» GIVEN DATA
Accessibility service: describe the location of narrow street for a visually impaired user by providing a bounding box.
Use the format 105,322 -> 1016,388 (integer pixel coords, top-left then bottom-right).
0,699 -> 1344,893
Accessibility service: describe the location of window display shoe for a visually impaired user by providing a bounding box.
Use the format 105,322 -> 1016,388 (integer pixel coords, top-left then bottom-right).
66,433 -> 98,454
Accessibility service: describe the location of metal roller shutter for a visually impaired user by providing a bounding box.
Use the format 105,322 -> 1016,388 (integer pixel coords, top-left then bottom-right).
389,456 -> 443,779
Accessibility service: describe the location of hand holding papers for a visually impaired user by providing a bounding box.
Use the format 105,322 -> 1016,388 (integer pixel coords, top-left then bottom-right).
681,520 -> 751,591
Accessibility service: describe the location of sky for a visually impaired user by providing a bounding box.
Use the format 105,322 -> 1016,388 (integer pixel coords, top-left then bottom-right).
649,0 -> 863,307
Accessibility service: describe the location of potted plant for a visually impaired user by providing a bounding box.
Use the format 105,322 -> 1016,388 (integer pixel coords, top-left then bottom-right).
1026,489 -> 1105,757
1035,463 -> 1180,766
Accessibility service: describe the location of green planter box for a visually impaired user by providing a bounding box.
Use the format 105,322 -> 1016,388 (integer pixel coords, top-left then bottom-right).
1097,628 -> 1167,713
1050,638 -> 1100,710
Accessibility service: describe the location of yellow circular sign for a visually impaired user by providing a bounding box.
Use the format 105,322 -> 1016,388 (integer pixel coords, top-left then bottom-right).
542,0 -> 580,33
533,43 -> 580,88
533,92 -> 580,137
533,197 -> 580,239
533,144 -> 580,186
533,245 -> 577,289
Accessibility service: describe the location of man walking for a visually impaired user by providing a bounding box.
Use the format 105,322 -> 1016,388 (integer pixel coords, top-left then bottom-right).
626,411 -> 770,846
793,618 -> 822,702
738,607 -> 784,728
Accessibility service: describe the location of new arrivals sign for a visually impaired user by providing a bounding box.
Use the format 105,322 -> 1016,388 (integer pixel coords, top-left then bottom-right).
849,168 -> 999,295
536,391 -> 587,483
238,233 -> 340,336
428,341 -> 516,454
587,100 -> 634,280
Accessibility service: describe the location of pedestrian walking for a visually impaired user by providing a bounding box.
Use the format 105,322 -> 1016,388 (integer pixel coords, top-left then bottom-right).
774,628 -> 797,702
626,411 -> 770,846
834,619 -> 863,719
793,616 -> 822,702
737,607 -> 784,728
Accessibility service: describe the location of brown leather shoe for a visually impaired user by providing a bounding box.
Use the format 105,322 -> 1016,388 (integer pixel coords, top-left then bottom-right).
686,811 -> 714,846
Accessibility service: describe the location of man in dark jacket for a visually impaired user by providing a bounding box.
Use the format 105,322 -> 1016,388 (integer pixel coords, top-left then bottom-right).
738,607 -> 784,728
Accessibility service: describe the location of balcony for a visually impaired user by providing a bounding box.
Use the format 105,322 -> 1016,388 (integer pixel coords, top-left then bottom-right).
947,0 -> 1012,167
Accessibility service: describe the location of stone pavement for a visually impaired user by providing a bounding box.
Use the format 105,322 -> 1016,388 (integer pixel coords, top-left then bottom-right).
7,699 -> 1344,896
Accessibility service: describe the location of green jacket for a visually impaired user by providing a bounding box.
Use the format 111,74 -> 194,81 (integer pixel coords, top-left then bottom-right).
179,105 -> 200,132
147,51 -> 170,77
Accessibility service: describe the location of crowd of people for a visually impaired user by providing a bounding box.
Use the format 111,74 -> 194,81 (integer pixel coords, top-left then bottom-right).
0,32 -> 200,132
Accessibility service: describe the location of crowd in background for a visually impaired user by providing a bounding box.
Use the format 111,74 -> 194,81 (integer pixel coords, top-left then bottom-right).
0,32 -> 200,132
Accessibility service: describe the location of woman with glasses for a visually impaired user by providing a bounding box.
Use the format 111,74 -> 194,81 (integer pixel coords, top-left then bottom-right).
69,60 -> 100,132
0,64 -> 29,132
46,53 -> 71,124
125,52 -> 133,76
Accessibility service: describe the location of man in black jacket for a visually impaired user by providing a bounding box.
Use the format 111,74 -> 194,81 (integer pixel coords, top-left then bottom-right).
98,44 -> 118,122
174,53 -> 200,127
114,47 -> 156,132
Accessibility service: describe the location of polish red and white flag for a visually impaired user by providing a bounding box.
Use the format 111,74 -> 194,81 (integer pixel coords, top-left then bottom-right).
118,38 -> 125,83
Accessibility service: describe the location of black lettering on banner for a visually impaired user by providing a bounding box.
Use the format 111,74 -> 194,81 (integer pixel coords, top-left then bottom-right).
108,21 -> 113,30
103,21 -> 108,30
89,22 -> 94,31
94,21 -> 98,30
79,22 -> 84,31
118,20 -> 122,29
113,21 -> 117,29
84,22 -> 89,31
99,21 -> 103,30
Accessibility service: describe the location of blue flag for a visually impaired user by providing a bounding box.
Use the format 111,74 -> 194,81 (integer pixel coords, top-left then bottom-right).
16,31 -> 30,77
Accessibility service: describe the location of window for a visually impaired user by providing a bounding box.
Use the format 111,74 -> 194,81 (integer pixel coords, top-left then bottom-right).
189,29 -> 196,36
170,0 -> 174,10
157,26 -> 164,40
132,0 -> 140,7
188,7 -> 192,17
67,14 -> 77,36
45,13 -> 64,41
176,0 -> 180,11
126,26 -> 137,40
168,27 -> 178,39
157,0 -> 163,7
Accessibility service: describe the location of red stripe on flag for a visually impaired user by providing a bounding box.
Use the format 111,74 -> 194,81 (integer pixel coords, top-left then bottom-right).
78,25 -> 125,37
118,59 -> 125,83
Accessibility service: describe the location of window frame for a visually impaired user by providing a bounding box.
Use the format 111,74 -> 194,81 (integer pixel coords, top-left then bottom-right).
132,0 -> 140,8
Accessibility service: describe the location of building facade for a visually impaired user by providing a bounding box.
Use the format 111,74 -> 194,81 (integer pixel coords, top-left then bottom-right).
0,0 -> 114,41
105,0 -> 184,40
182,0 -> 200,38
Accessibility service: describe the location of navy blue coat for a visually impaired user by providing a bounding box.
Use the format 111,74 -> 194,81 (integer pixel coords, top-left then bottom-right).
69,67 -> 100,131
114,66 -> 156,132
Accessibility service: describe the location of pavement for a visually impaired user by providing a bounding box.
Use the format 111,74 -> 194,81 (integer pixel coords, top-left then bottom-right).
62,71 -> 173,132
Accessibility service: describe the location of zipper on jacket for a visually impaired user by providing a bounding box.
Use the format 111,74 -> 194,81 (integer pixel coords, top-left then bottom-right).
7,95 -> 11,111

» WHAT TO PRODUCE
Arrange all of the lines above as a numbered list and leave out any blank lines.

» ANSWER IN FULL
1. Accessibility service: describe the location of narrow street for a visually impaired user by providing a bounding box.
2. Use the format 105,322 -> 1016,388 (integer pixel coords, top-left then bottom-right).
3. 0,699 -> 1344,893
4. Accessibility service: describe the location of window display shoe for a visually impaired user by providing a bounding box.
5. Use the format 105,322 -> 1016,388 (integer pixel coords, top-left then bottom-right).
6. 66,433 -> 98,454
7. Accessibility service: describe the location of metal roller shutter for a visually impaired user by providing a bounding box.
8. Use the format 105,322 -> 1016,388 (integer pixel coords, top-left then bottom-right).
9. 389,456 -> 443,779
10. Accessibility service: describe the location of hand holding papers for a visually impaired user by providing a bounding box.
11. Use the format 105,322 -> 1016,388 (integer pixel coords, top-left then bottom-right).
12. 681,520 -> 751,591
13. Accessibility service: describe the location of sky for a visually impaired user by providing a bounding box.
14. Use the format 105,322 -> 1016,388 (integer pixel coords, top-left then bottom-right).
15. 649,0 -> 863,307
16. Accessibility service: describe the location of potted plant for a visually impaired user by providing a bounding box.
17. Use the format 105,322 -> 1016,388 (integer pixel coords, top-left then bottom-right).
18. 1026,489 -> 1105,757
19. 1035,463 -> 1180,766
20. Accessibility service: describe the location of green planter box for a visually impaired user by providing a bounding box.
21. Use the format 105,322 -> 1016,388 (integer pixel coords, top-left then bottom-right).
22. 1097,628 -> 1167,713
23. 1050,638 -> 1100,710
24. Accessibility service: describe the location of yellow circular sign for a visually impaired user by providing a bounding box.
25. Use the format 105,322 -> 1016,388 (integer pixel coords, top-left then bottom-right).
26. 542,0 -> 580,33
27. 533,43 -> 580,88
28. 533,92 -> 580,137
29. 533,197 -> 580,239
30. 533,144 -> 580,186
31. 533,245 -> 577,289
32. Accessibility service: describe the location of man walking for a visually impaired user by providing a bounding box.
33. Use the format 105,322 -> 1016,388 (integer pixel coords, top-left then bottom-right).
34. 626,411 -> 770,846
35. 793,618 -> 822,702
36. 738,607 -> 784,728
37. Accessibility service: describe the location of new arrivals sign for a visually impaired user by providing a bounding box.
38. Use the format 105,322 -> 1016,388 (integer pixel coords, top-left then bottom-right).
39. 849,168 -> 999,295
40. 536,391 -> 587,483
41. 238,233 -> 340,336
42. 428,341 -> 516,454
43. 587,100 -> 634,280
44. Accessibility service: describe the location of pedestrian walking for a visually impaired user by providing a bounding box.
45. Use the format 105,322 -> 1016,388 (integer pixel coords, top-left then bottom-right).
46. 774,628 -> 797,702
47. 626,411 -> 770,846
48. 834,619 -> 863,719
49. 793,616 -> 822,702
50. 737,607 -> 784,728
51. Accessibility service: describe the location of brown leather shoe for a visually impaired user by providing a bounding box.
52. Use the format 105,322 -> 1016,388 (integer pixel coords, top-left then bottom-right).
53. 686,811 -> 714,846
54. Accessibility service: describe the location of man in dark jacket for a visually impaired user by providing a bounding box.
55. Use the format 105,322 -> 1016,388 (integer pixel coords, top-left then bottom-right).
56. 738,607 -> 784,728
57. Accessibility service: describe the location of balcony for a visually impaired user by providing a bounding box.
58. Use the format 105,322 -> 1016,388 (integer pixel coords, top-left then bottom-right).
59. 947,0 -> 1012,167
60. Accessibility service: describe the location of stone pavement for a visually impaired user by providing a bounding box.
61. Use the format 105,322 -> 1016,388 (integer pixel coords, top-left then bottom-right).
62. 7,699 -> 1344,896
63. Accessibility service: describe the location of green jacket for a visually impaired user by providing a bounding box.
64. Use the format 111,74 -> 194,81 (integer pixel coords, top-left then bottom-right).
65. 179,105 -> 200,132
66. 147,51 -> 170,77
67. Accessibility service: describe the location of crowd of people for a visually impaired user by providing a bounding box.
68. Use the format 111,74 -> 194,81 (integer pixel coords, top-left then bottom-right).
69. 0,32 -> 200,132
70. Accessibility service: describe the location of crowd in background for a visually impaired user by providing a bounding box.
71. Use the format 111,74 -> 194,81 (integer pixel coords, top-left then bottom-right).
72. 0,32 -> 200,132
73. Accessibility service: describe the location of woman with glasses for a visually impaired user by providing a bounding box.
74. Use the format 111,74 -> 194,81 (integer pixel coords, top-left then bottom-right).
75. 69,60 -> 100,132
76. 0,64 -> 29,132
77. 46,53 -> 71,124
78. 125,52 -> 133,76
79. Accessibility service: describe the location of man in black jacket for a visually impaired user by providing a bounding box.
80. Use the format 111,74 -> 194,81 (integer pixel coords, top-left then bottom-right).
81. 98,44 -> 118,122
82. 174,53 -> 200,127
83. 114,47 -> 156,132
84. Accessibility service: describe the location of polish red and white flag for a visually impaired user by providing a bounding box.
85. Use the format 111,74 -> 194,81 (integer pixel coords, top-left then bottom-right).
86. 118,38 -> 125,83
87. Accessibility service: describe the location of black lettering on banner for a visually impaired user by providing a bounding box.
88. Use the format 111,74 -> 194,81 (integer pixel coords, top-left then bottom-right).
89. 108,21 -> 113,30
90. 103,21 -> 108,30
91. 89,22 -> 94,31
92. 94,21 -> 98,30
93. 79,22 -> 84,31
94. 118,20 -> 122,29
95. 113,21 -> 117,29
96. 84,22 -> 89,31
97. 99,21 -> 103,30
98. Accessibility service: describe the location of blue flag for a visually impaired user by providing a bounding box.
99. Use the format 111,74 -> 194,81 (integer pixel coords, top-left then bottom-right).
100. 16,31 -> 30,77
101. Accessibility service: describe the location of window for a visually impaired user by providing a bounding box.
102. Use the format 111,74 -> 194,81 (integer pixel coords, top-left then bottom-right).
103. 189,29 -> 196,36
104. 170,0 -> 174,10
105. 157,26 -> 164,40
106. 132,0 -> 140,7
107. 188,7 -> 192,17
108. 67,14 -> 77,36
109. 45,13 -> 64,41
110. 176,0 -> 180,11
111. 126,26 -> 137,40
112. 168,27 -> 178,39
113. 157,0 -> 163,7
114. Accessibility service: describe the location of red stripe on flag for a visually impaired user by providing a bounding box.
115. Use the format 111,74 -> 194,81 (integer pixel coords, top-left then bottom-right).
116. 78,25 -> 125,37
117. 118,59 -> 125,83
118. Accessibility service: describe the location of window frame for a visually impaired user by providing a bounding box.
119. Use the format 111,74 -> 194,81 (integer pixel coords, top-left then bottom-right).
120. 132,0 -> 140,8
121. Accessibility service: describe the location of building facade for a visually impaired user by providing a bounding box.
122. Use the format 111,74 -> 194,81 (integer pixel coords, top-left then bottom-right).
123. 0,0 -> 114,41
124. 105,0 -> 184,40
125. 182,0 -> 200,38
126. Accessibility service: describe the location of navy blue coat for a visually impaired user by providing a bounding box.
127. Use the format 111,74 -> 194,81 (integer pixel coords, top-left then bottom-right).
128. 69,67 -> 100,131
129. 114,66 -> 156,132
130. Accessibility service: describe the location of pavement for a visually impaired user by providing a bounding box.
131. Use the format 111,74 -> 194,81 (integer pixel coords, top-left then bottom-right).
132. 62,71 -> 173,132
133. Accessibility service: describe the location of zipper on jacket for a visually impaired user by providing a bounding box.
134. Use the format 111,74 -> 194,81 (integer pixel coords, top-left then bottom-right).
135. 7,95 -> 11,111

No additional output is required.